- [Exercise details] Repeat exactly, and only, the lines from the line containing "Where can the rear wheel" through the last line of the records below, including both.

- [Available records]
-- begin --
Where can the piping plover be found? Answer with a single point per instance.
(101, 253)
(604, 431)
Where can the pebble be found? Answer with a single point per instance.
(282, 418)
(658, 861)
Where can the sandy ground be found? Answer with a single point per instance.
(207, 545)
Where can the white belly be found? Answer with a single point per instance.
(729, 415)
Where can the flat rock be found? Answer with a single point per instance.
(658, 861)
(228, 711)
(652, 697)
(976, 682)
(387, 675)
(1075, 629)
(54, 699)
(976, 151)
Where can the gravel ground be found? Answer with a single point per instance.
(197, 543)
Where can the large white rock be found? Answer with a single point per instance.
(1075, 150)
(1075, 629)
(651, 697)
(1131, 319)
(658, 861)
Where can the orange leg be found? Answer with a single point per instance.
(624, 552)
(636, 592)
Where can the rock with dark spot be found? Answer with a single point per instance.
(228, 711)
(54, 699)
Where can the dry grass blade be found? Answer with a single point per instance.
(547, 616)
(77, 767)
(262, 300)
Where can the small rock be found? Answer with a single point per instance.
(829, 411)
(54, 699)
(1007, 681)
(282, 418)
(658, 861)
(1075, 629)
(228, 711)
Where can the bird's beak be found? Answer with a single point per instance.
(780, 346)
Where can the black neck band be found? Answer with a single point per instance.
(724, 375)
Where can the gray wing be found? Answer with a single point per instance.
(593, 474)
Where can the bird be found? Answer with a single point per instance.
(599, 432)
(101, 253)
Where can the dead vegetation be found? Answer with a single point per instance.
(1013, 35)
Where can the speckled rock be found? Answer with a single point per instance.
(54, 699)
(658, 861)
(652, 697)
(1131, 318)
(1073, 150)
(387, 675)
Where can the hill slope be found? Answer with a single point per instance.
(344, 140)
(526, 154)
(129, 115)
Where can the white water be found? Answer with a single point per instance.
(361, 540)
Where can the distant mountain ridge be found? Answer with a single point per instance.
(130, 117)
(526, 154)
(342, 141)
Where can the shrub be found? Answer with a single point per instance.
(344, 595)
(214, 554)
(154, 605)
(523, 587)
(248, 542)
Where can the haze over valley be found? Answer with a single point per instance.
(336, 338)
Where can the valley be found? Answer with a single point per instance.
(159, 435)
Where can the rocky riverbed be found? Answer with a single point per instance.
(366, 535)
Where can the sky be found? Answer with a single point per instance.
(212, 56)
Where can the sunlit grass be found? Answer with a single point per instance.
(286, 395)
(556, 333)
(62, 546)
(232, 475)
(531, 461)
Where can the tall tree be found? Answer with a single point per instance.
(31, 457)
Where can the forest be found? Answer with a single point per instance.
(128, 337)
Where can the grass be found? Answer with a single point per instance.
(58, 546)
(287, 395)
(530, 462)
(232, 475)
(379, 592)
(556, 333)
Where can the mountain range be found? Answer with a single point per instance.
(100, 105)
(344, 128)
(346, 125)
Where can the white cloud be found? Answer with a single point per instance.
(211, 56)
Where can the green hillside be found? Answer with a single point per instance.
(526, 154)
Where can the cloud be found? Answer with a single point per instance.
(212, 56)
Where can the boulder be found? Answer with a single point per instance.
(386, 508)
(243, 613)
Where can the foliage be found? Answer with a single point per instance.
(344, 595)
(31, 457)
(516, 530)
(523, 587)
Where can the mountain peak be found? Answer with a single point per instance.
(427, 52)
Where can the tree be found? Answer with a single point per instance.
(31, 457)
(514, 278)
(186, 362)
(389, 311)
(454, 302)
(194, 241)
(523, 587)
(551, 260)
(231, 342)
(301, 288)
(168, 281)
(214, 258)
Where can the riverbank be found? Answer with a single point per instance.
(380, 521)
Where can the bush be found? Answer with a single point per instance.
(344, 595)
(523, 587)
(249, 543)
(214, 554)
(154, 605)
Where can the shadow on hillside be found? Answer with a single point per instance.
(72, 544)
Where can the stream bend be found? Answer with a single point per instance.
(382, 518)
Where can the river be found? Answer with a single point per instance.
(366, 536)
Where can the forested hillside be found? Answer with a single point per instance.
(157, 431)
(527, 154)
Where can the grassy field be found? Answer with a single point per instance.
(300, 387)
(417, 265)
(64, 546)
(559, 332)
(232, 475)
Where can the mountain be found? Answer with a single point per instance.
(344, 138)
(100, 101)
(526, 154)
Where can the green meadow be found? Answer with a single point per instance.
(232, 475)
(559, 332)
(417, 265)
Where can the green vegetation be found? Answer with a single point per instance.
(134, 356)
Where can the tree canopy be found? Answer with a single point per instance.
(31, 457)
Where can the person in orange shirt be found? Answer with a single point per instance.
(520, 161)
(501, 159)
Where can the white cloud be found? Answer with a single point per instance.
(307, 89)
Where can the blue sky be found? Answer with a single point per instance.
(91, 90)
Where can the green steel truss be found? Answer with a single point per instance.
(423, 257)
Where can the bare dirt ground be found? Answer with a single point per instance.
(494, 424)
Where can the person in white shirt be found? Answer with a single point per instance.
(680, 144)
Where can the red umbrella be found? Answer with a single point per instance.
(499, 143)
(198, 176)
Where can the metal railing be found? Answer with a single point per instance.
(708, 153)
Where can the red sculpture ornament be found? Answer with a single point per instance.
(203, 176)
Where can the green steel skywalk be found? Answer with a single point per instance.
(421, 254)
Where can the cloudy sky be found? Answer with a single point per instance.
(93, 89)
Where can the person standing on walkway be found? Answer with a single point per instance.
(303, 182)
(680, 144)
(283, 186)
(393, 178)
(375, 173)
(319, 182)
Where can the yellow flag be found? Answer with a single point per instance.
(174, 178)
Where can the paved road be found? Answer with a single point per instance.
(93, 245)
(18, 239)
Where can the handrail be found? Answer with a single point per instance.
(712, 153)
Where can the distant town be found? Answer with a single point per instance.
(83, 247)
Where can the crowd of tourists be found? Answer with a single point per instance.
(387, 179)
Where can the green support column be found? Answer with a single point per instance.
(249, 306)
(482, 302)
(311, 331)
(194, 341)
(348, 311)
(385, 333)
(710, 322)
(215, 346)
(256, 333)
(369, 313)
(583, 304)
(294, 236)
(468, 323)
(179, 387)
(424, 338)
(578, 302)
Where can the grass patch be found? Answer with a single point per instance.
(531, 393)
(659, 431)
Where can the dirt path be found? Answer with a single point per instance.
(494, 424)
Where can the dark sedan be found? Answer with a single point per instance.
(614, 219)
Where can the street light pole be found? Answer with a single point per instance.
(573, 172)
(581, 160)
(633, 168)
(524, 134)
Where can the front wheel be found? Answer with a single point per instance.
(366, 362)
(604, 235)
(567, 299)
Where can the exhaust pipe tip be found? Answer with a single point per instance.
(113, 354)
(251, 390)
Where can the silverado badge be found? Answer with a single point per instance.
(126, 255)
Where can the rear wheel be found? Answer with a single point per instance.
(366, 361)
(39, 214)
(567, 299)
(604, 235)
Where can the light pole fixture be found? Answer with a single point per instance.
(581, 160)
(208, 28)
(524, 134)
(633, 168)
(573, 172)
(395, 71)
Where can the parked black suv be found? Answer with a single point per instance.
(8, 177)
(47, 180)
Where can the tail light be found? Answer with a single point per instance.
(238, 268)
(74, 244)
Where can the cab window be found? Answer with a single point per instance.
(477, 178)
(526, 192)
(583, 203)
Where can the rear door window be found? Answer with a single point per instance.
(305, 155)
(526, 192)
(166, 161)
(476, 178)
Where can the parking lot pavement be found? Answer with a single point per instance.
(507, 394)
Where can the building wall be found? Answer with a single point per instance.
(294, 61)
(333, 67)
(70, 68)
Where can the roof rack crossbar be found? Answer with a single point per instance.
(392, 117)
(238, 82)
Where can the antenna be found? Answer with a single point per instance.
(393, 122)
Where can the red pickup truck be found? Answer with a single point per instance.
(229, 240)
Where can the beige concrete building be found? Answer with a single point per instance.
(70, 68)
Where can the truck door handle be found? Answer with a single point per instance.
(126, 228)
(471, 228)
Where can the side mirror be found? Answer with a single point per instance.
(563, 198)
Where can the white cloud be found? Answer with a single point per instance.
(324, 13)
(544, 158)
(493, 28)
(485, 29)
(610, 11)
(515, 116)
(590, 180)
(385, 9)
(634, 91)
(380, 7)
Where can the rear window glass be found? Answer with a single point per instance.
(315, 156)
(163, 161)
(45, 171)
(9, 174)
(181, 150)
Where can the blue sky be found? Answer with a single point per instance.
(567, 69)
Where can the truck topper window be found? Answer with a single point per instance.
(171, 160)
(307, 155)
-- end --
- [Reply to the task]
Where can the rear wheel be found? Answer with a single point per instance.
(366, 361)
(39, 214)
(567, 299)
(604, 235)
Where can the light pole fixture be found? Answer with a single point per instance.
(581, 160)
(208, 28)
(524, 134)
(633, 168)
(573, 172)
(395, 71)
Where can the parked black suv be found? Answer with a single point per instance.
(8, 177)
(47, 180)
Where can the tail light be found? Answer with a single point per instance.
(238, 268)
(74, 244)
Where can the cab window be found? Answer with a single point per instance.
(477, 178)
(526, 192)
(583, 203)
Where can the rear door window be found? Answer with a single point per instance.
(305, 155)
(526, 192)
(166, 161)
(476, 178)
Where can the parking lot pavement be found? Answer with a single point per instance.
(507, 394)
Where can the building wall be found? Answer with a single point per instance.
(294, 61)
(333, 67)
(70, 68)
Where can the roof rack crossbar be found? Answer with a single point per instance.
(392, 117)
(238, 82)
Where can the antenna be found? Answer with a single point per instance.
(393, 122)
Where can the red pickup truck be found? Answer with a single point per instance.
(229, 240)
Where can the beige concrete building be found? Answer with a single point per instance.
(70, 68)
Where can the truck door handle be found? Answer with a single point per instance.
(126, 228)
(471, 228)
Where can the side mirror be found? Answer with a single point per instance.
(563, 198)
Where can the white cloud be found? Answer with a single point per instance.
(324, 13)
(544, 158)
(493, 28)
(485, 29)
(610, 11)
(515, 116)
(590, 180)
(385, 9)
(634, 91)
(380, 7)
Where can the rear window glass be found? Answer with a single point per instance.
(315, 156)
(163, 161)
(45, 171)
(9, 174)
(181, 150)
Where can the blue sky be found? Answer with a single point per instance.
(567, 69)
Where can the truck topper window be found? Answer with a single point per instance.
(171, 160)
(307, 155)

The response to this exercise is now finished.